## [What to work on]
Stop after the line containing "# Target: glass bottle": print each line exactly from the first line of the listing up to that point.

## [Task inputs]
[Start of section]
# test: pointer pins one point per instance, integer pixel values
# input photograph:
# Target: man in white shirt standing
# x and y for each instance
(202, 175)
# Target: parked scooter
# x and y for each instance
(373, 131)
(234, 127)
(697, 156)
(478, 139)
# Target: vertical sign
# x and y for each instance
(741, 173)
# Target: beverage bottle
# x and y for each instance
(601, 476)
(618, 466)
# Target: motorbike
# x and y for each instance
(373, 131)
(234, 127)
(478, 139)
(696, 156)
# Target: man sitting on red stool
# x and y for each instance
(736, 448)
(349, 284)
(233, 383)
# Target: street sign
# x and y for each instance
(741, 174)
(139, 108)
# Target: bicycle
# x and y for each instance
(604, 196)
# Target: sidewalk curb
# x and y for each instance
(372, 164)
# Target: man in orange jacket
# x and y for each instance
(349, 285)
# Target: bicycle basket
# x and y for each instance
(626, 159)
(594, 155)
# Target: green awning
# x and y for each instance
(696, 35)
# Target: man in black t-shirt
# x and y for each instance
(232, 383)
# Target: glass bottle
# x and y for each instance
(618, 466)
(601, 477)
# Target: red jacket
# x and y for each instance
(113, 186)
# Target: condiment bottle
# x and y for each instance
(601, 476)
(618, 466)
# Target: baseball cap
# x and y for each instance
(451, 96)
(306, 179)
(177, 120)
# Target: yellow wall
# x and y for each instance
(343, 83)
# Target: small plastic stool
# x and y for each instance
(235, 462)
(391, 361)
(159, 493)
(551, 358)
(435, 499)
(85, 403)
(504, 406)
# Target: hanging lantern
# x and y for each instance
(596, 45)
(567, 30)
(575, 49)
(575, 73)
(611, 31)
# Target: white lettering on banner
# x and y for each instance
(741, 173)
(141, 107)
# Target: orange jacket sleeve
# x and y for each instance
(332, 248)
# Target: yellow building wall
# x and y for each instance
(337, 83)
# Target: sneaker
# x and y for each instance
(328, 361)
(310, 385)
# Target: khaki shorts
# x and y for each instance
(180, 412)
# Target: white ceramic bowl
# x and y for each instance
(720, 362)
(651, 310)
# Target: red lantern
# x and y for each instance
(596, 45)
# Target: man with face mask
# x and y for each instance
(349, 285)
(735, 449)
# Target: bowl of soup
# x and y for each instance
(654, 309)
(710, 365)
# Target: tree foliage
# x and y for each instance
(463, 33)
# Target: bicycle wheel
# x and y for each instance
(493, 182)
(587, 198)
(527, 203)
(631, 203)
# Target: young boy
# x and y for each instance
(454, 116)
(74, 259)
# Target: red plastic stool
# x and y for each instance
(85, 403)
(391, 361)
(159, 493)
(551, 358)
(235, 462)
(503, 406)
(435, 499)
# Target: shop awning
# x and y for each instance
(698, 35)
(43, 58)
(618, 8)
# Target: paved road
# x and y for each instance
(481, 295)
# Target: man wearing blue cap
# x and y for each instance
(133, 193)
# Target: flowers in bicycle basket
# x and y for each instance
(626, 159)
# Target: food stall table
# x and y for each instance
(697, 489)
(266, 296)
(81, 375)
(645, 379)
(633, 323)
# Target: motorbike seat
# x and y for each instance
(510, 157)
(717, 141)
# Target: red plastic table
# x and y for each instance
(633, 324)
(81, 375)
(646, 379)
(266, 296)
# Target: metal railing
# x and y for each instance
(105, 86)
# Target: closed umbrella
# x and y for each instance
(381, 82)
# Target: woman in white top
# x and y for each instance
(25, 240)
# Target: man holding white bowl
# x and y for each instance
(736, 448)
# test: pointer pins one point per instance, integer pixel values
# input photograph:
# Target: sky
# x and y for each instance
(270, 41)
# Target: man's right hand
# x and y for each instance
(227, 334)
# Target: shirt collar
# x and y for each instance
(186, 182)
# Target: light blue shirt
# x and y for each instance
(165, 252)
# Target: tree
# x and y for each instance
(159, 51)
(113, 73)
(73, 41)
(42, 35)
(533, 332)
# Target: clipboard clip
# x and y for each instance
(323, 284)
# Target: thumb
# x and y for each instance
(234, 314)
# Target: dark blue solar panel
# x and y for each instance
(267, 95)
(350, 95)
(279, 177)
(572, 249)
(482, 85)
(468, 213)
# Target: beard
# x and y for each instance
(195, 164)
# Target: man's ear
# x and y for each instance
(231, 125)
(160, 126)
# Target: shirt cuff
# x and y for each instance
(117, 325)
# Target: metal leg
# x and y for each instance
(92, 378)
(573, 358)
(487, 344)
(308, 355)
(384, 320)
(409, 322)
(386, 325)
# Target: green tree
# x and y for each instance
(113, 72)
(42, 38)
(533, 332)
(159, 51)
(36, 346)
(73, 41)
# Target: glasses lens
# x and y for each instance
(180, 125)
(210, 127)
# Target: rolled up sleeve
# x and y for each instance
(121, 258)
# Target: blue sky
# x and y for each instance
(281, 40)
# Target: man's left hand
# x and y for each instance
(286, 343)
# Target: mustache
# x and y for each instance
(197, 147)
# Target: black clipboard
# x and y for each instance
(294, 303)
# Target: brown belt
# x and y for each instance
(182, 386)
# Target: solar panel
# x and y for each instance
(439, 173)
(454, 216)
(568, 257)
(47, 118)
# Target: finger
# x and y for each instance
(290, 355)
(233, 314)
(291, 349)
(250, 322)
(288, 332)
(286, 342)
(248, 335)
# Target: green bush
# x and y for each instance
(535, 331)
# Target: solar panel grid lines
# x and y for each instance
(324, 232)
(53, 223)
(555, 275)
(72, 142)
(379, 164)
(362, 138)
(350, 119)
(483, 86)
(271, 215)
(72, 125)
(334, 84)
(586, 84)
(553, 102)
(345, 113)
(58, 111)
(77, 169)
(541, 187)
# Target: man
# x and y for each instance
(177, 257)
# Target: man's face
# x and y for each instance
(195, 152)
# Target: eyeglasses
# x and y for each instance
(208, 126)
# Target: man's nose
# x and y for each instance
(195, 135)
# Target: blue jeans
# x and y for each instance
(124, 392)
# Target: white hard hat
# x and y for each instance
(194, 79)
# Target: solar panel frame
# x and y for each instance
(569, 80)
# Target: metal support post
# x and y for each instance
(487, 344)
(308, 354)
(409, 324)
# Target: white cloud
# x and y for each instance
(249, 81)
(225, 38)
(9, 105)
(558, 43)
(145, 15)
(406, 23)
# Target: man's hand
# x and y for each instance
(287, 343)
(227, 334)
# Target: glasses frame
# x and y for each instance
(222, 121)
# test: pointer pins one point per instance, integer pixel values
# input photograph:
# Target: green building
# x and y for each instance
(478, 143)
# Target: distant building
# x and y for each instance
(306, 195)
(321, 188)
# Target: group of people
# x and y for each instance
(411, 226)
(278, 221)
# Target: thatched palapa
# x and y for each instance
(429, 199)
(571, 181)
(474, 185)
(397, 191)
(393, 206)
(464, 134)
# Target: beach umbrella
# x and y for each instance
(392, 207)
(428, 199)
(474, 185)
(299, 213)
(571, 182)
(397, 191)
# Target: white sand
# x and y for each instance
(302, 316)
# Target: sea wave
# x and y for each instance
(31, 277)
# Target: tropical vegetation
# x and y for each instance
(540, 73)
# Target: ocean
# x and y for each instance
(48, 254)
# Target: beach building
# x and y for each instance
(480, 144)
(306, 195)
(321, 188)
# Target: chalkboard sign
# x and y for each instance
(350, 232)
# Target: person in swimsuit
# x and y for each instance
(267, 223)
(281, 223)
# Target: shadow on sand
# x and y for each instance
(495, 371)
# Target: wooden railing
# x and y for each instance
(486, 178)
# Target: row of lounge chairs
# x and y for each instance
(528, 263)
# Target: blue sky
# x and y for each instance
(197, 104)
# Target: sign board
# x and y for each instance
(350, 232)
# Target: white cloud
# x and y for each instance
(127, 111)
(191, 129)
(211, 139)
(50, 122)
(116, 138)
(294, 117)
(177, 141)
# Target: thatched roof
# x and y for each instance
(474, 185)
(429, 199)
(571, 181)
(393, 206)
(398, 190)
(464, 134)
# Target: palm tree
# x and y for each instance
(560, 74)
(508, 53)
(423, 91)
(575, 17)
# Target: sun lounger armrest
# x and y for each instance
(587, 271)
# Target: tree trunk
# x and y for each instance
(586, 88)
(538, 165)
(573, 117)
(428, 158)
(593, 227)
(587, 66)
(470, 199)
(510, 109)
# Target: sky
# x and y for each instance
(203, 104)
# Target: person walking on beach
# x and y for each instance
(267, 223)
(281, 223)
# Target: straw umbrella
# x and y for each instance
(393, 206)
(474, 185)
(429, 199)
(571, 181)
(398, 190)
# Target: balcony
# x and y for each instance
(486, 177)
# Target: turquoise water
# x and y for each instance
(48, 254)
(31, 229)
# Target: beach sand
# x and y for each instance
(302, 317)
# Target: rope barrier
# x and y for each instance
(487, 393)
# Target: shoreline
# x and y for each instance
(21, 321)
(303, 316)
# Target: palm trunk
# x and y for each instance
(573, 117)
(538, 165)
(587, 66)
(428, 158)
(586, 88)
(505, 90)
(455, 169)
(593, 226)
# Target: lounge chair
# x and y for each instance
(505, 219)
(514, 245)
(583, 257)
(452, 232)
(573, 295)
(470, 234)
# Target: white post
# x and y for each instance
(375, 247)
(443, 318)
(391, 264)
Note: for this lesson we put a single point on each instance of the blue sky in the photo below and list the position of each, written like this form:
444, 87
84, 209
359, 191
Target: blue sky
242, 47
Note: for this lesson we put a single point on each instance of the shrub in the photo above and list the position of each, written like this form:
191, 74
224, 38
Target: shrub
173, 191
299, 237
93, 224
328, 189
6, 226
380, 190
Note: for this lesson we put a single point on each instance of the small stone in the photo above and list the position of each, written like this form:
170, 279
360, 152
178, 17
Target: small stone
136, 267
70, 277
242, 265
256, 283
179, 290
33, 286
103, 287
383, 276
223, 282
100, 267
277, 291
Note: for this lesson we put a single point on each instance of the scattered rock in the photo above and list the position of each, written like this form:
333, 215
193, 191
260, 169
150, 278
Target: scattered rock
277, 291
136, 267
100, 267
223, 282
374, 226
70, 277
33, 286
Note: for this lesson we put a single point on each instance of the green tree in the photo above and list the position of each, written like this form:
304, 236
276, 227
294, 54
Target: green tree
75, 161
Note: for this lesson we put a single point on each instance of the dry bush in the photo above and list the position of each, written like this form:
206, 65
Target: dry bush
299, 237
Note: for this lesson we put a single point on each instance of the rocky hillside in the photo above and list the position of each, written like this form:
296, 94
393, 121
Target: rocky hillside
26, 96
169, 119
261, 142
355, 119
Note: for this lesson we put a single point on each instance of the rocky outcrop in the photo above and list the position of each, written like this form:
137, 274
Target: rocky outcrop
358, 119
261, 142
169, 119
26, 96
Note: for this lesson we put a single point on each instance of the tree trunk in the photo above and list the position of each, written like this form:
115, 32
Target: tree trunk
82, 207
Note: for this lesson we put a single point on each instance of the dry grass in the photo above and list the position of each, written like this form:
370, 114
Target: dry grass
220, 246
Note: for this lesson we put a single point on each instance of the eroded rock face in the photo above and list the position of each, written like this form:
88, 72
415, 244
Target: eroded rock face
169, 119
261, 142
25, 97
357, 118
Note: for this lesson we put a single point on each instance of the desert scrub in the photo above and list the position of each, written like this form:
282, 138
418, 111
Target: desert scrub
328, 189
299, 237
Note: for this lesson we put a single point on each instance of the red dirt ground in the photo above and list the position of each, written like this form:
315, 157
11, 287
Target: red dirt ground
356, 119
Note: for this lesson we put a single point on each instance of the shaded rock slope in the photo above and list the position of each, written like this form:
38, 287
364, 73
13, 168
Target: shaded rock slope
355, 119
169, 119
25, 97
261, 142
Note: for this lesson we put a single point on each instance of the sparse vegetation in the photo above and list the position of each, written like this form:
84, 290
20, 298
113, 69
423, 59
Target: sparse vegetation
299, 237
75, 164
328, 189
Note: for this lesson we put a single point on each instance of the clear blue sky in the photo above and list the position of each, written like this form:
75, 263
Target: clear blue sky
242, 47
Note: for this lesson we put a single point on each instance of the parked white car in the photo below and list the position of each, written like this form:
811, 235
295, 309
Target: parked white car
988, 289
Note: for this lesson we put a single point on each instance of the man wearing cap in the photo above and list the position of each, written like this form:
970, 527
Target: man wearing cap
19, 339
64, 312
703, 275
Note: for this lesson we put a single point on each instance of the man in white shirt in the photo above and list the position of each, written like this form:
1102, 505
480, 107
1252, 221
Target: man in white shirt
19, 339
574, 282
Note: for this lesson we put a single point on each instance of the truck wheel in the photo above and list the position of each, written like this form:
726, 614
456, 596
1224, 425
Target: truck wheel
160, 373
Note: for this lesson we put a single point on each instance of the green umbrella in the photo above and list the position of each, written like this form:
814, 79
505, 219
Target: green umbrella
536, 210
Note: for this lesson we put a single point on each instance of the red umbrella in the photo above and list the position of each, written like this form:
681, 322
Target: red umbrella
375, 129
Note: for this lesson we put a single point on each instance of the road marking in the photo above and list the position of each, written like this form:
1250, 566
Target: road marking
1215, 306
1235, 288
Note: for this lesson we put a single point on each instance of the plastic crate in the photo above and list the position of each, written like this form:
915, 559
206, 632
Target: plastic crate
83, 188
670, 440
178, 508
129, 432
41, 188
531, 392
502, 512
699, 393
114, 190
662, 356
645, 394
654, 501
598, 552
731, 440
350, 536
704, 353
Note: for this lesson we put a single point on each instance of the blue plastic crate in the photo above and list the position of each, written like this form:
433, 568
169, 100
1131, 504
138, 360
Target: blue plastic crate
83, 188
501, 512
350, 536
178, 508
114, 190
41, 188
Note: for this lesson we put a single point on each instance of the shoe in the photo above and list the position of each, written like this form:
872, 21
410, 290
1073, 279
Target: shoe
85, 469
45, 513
[End of section]
## [Answer box]
# test: pointer pins one point per instance, integer pixel values
# input photograph:
# Target: man in white shirt standing
# x and y for each instance
(202, 175)
# Target: parked scooter
# x and y for each instance
(373, 131)
(234, 127)
(697, 156)
(478, 139)
# Target: vertical sign
# x and y for each instance
(741, 173)
# Target: beverage bottle
# x and y for each instance
(601, 476)
(618, 466)
# Target: motorbike
# x and y for each instance
(373, 131)
(234, 127)
(478, 139)
(696, 156)
# Target: man sitting on red stool
# x and y for each instance
(736, 448)
(349, 284)
(233, 383)
# Target: street sign
# x and y for each instance
(741, 174)
(139, 108)
# Target: bicycle
# x and y for each instance
(604, 196)
# Target: sidewalk curb
# x and y for each instance
(372, 164)
# Target: man in orange jacket
# x and y for each instance
(349, 285)
# Target: bicycle basket
# x and y for each instance
(626, 159)
(594, 155)
# Target: green awning
# x and y for each instance
(696, 35)
# Target: man in black t-shirt
# x and y for each instance
(232, 383)
# Target: glass bottle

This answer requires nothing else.